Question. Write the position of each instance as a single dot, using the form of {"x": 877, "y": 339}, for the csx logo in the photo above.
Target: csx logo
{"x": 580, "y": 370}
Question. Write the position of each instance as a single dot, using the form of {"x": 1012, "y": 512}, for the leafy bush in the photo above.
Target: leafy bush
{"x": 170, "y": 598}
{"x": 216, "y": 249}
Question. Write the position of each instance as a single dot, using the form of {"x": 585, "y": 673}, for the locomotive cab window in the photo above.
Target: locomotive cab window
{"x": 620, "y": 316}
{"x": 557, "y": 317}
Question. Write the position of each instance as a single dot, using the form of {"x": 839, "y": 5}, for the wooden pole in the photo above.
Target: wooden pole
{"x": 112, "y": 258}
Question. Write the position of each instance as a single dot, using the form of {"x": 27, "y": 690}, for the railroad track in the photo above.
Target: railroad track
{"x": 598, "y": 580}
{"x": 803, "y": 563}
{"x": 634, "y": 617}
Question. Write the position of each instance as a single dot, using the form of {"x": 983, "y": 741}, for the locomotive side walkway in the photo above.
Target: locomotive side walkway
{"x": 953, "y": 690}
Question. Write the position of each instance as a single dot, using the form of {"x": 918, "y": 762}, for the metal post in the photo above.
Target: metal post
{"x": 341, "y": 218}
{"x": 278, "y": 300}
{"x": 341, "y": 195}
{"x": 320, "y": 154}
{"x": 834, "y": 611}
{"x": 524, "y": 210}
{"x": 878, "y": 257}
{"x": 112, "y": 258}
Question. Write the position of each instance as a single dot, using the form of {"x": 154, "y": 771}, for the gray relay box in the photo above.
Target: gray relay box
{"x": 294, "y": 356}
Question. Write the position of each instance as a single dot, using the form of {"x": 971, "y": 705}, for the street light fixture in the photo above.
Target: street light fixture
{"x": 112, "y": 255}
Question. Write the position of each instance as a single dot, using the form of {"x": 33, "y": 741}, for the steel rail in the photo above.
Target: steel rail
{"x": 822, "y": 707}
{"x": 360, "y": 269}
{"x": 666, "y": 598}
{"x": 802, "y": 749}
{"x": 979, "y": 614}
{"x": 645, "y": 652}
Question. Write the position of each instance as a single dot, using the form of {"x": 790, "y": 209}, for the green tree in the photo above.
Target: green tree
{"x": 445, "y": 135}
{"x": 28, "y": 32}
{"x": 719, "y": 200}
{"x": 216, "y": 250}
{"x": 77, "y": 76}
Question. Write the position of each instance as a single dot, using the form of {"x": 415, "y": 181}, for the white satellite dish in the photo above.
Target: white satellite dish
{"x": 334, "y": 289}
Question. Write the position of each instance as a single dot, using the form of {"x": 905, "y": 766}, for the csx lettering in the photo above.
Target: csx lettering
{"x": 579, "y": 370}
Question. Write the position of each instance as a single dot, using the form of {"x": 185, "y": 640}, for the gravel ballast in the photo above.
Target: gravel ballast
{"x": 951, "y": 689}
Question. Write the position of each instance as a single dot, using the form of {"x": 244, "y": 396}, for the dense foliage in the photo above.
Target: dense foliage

◆ **The request**: Restate the listing in full, word for word.

◆ **Finished exercise**:
Question. Write the position of each instance as a single dot, using the form of {"x": 877, "y": 339}, for the csx logo in the photo above.
Target: csx logo
{"x": 580, "y": 370}
Question. Write the position of each instance as a single dot, using the form of {"x": 1012, "y": 512}, for the leafy bush in the photo above.
Target: leafy bush
{"x": 170, "y": 598}
{"x": 216, "y": 249}
Question. Write the position of each instance as a single dot, using the form of {"x": 585, "y": 673}, for the locomotive cab window in the photo above.
Target: locomotive cab window
{"x": 620, "y": 316}
{"x": 557, "y": 317}
Question. Write the position of each instance as a single dot, using the form of {"x": 839, "y": 5}, for the wooden pole in the photo above.
Target: wooden pole
{"x": 112, "y": 258}
Question. Write the position of each instance as a single dot, using the form of {"x": 27, "y": 690}, for the railroad track in the photo above.
Target: railroad track
{"x": 598, "y": 580}
{"x": 803, "y": 563}
{"x": 634, "y": 617}
Question. Write the position of each instance as a single dot, using the form of {"x": 983, "y": 741}, for the locomotive side walkway in the photo above.
Target: locomotive side walkway
{"x": 953, "y": 690}
Question. Write the position of each instance as a single dot, using the form of {"x": 918, "y": 762}, for the metal post in the photo above.
Target: metal post
{"x": 341, "y": 218}
{"x": 278, "y": 300}
{"x": 341, "y": 195}
{"x": 320, "y": 154}
{"x": 834, "y": 611}
{"x": 524, "y": 210}
{"x": 878, "y": 257}
{"x": 112, "y": 258}
Question. Write the position of each instance as a single dot, using the form of {"x": 154, "y": 771}, for the gray relay box in the photo above.
Target: gray relay box
{"x": 294, "y": 356}
Question. Write the position of each instance as a single dot, using the form of {"x": 971, "y": 705}, for the street light fixture in the photo above.
Target: street light fixture
{"x": 112, "y": 255}
Question. Write the position of each instance as a single dot, using the form of {"x": 33, "y": 741}, for the steel rail in the photo above.
Target: steel rail
{"x": 822, "y": 707}
{"x": 360, "y": 269}
{"x": 666, "y": 598}
{"x": 802, "y": 749}
{"x": 979, "y": 614}
{"x": 645, "y": 652}
Question. Write the position of each instance as a single dot, using the form of {"x": 790, "y": 209}, for the green tree in the photo above.
Target: green tree
{"x": 445, "y": 135}
{"x": 28, "y": 32}
{"x": 719, "y": 200}
{"x": 216, "y": 250}
{"x": 77, "y": 76}
Question. Write the position of each instance as a single dot, using the form of {"x": 415, "y": 181}, for the white satellite dish in the photo above.
Target: white satellite dish
{"x": 334, "y": 289}
Question. Write the position of each instance as a single dot, using the form of {"x": 905, "y": 766}, for the csx lettering in the photo above.
Target: csx lettering
{"x": 579, "y": 370}
Question. Write the position of each instance as a single dot, using the form of {"x": 185, "y": 640}, for the gravel ballast in the photo above.
Target: gravel ballast
{"x": 951, "y": 689}
Question. Write the position of each instance as a single dot, using the form of {"x": 244, "y": 396}, for the dense foliage in the photo above.
Target: dense foliage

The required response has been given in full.